Source material>
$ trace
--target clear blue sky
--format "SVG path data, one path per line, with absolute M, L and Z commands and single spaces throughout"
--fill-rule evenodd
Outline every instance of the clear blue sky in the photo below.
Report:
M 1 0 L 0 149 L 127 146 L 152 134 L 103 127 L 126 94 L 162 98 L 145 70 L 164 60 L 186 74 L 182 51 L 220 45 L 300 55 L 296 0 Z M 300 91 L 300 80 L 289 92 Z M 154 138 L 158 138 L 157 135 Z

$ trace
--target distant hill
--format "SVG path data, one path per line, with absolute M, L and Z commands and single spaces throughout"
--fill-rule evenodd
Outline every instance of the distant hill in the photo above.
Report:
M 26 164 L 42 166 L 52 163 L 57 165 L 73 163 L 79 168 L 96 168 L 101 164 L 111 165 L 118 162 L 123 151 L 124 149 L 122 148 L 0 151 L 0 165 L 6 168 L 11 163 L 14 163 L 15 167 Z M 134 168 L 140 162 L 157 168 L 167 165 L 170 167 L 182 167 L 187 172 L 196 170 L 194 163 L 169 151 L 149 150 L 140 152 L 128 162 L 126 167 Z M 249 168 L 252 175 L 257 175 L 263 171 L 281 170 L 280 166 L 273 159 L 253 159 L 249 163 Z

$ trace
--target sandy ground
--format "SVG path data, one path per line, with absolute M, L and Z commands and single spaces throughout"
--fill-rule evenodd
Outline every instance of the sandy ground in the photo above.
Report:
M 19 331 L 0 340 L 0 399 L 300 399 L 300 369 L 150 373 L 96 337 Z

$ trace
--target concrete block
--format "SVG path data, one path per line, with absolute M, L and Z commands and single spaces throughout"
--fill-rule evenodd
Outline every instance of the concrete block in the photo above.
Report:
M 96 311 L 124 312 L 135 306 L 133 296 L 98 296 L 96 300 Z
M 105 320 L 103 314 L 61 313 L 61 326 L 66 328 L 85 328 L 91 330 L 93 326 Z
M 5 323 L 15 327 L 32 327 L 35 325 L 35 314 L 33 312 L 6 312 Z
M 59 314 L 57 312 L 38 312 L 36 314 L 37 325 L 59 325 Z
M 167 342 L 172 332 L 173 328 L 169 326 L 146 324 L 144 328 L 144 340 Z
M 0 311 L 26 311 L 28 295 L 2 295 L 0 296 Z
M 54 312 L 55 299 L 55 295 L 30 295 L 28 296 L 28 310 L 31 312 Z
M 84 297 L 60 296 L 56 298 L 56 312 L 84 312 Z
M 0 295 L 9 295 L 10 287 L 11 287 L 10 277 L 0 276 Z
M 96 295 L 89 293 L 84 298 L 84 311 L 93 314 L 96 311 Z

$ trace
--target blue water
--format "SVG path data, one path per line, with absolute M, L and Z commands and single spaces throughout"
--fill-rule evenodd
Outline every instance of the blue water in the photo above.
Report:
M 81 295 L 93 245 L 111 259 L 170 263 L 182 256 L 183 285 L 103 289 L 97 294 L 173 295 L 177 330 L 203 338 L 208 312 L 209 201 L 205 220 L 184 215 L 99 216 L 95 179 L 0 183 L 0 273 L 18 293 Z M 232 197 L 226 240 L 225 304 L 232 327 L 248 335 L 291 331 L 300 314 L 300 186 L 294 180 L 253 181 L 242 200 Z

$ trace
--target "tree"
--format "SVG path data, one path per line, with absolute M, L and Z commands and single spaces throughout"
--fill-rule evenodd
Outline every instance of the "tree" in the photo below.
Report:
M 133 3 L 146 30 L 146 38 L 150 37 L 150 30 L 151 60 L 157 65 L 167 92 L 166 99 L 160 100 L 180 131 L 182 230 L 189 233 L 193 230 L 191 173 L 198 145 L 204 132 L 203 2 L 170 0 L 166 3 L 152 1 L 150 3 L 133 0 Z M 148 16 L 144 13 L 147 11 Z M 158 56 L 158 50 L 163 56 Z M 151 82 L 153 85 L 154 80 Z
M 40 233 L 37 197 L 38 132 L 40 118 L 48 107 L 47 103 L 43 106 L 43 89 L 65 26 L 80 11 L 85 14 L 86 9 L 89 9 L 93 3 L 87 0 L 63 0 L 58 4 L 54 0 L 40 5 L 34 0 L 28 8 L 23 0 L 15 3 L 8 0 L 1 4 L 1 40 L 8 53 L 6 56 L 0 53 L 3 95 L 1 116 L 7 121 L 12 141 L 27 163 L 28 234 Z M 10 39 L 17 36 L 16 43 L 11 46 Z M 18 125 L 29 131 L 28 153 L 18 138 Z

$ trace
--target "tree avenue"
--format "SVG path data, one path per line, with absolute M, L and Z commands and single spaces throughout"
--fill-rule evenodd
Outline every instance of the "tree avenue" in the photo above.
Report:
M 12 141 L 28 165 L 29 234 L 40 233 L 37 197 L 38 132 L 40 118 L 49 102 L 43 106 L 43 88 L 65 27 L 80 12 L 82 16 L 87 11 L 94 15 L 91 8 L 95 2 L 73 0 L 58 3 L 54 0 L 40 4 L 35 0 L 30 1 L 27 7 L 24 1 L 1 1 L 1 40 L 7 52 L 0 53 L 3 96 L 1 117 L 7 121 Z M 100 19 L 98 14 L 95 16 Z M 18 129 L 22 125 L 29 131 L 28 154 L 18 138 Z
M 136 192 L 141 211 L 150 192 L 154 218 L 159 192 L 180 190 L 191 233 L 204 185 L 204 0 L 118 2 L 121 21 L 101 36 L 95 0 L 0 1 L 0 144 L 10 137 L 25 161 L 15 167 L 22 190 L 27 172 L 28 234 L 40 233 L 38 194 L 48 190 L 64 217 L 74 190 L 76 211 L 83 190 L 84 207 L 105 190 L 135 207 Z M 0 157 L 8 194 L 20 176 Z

Directions> Count the lines in the items above that contain the string "water", where case counts. Give only the number.

Exercise result> 2